Records contained in a dataset:
****

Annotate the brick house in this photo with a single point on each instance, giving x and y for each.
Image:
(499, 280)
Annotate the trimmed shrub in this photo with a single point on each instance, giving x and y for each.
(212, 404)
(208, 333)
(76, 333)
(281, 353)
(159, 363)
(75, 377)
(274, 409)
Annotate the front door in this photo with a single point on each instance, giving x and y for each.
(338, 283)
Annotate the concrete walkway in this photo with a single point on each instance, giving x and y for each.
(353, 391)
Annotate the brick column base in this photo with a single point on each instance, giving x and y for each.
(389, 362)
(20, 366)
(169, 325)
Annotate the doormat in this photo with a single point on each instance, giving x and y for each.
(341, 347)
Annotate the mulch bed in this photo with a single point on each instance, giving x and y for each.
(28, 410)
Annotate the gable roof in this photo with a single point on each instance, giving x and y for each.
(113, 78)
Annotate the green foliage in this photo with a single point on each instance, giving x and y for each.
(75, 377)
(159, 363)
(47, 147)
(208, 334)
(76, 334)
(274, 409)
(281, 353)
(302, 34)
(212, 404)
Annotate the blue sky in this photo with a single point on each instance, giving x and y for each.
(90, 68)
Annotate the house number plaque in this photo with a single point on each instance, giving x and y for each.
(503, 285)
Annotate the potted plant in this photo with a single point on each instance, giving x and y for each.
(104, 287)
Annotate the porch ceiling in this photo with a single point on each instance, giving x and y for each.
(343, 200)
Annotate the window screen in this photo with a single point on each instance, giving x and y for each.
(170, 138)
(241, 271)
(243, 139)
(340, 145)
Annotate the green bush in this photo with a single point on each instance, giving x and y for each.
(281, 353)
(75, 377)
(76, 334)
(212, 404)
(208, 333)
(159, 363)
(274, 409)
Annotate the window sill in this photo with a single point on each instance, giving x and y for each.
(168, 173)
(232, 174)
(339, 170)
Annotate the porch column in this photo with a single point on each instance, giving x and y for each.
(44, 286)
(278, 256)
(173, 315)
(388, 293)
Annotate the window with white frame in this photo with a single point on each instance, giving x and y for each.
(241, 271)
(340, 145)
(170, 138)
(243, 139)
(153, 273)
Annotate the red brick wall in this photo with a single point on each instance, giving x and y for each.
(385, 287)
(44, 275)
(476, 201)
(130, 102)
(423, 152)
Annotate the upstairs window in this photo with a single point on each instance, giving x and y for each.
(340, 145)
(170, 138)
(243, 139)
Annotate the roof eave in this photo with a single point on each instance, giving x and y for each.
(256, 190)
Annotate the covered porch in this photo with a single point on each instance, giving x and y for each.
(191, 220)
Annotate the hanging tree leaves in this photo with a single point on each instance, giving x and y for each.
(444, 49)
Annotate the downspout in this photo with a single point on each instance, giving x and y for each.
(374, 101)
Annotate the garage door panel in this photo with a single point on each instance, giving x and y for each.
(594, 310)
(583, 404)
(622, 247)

****

» **TO DO**
Every entry is to be printed exactly as given.

» **ANSWER FOR THE TASK**
Annotate the brick house in this photo with a single point on each instance, giving x and y for each.
Image:
(499, 280)
Annotate the trimmed shrub in this photo with a single point on each instance, giving x and y for each.
(212, 404)
(208, 333)
(76, 333)
(281, 353)
(159, 363)
(75, 377)
(274, 409)
Annotate the front door in this photo with a single point on each instance, giving x and y for each.
(338, 283)
Annotate the concrete walkway in this photo with a single point on each instance, giving x and y for each.
(353, 391)
Annotate the brick column base in this photo with a single point on each instance, giving x and y for each.
(389, 362)
(20, 366)
(169, 325)
Annotate the doormat in this photo with a single point on each instance, giving x and y for each.
(341, 347)
Annotate the mulch bed in this photo with a single point on each instance, giving x and y for each.
(28, 410)
Annotate the gable roof in this photo with a single point on each instance, giving x and y for each.
(113, 78)
Annotate the green foliage in this photo with a single point on each instance, giving x and y for each.
(75, 377)
(159, 363)
(47, 147)
(208, 334)
(76, 334)
(274, 409)
(281, 353)
(302, 34)
(212, 404)
Annotate the blue sky in this photo with a single point on each instance, giving x and y for each.
(90, 68)
Annotate the house number plaque in this photo with a single point on each instance, giving x and y for each.
(503, 285)
Annotate the potted plant in this photo with a single point on each instance, giving x and y for each.
(104, 287)
Annotate the porch ceiling in this photo with a single point on each instance, giving x and y for each.
(343, 200)
Annotate the window screen in this photo with a single point on each instance, giving x and y for each.
(170, 138)
(241, 271)
(243, 139)
(340, 145)
Annotate the green bush in this photo with a single point on each instance, giving x and y for each.
(281, 353)
(75, 377)
(76, 334)
(212, 404)
(208, 333)
(159, 363)
(274, 409)
Annotate the window sill in this photo with a single point on each instance, giving x and y for each.
(168, 173)
(232, 174)
(339, 170)
Annotate the porch column in this photo with a single point on each instance, giving x and y for each.
(44, 286)
(278, 256)
(173, 315)
(388, 293)
Annotate the window with white frame in this photo with a single point on each instance, giving x and y for each.
(241, 271)
(340, 145)
(170, 138)
(243, 139)
(153, 273)
Annotate the red brick wall in this photo with a single point on each instance, giving x and y for each.
(385, 287)
(44, 275)
(476, 201)
(130, 102)
(423, 152)
Annotate the upstairs window in this photo with a single point on each instance, giving x and y for each.
(340, 145)
(170, 138)
(243, 139)
Annotate the roof eave in this photo with a single point on each instance, giving x and y for each.
(256, 190)
Annotate the covered porch in this photo with a single point on each instance, giving x and y for each.
(191, 220)
Annotate the hanging tree leaves in this photo with a single point on each instance, giving x and y for each.
(444, 49)
Annotate the downspout in this photo with a single point on each instance, giving x and y for each.
(374, 101)
Annotate the garage door panel in this photo with a single point on each instance, giving x and y for each.
(594, 310)
(583, 404)
(622, 247)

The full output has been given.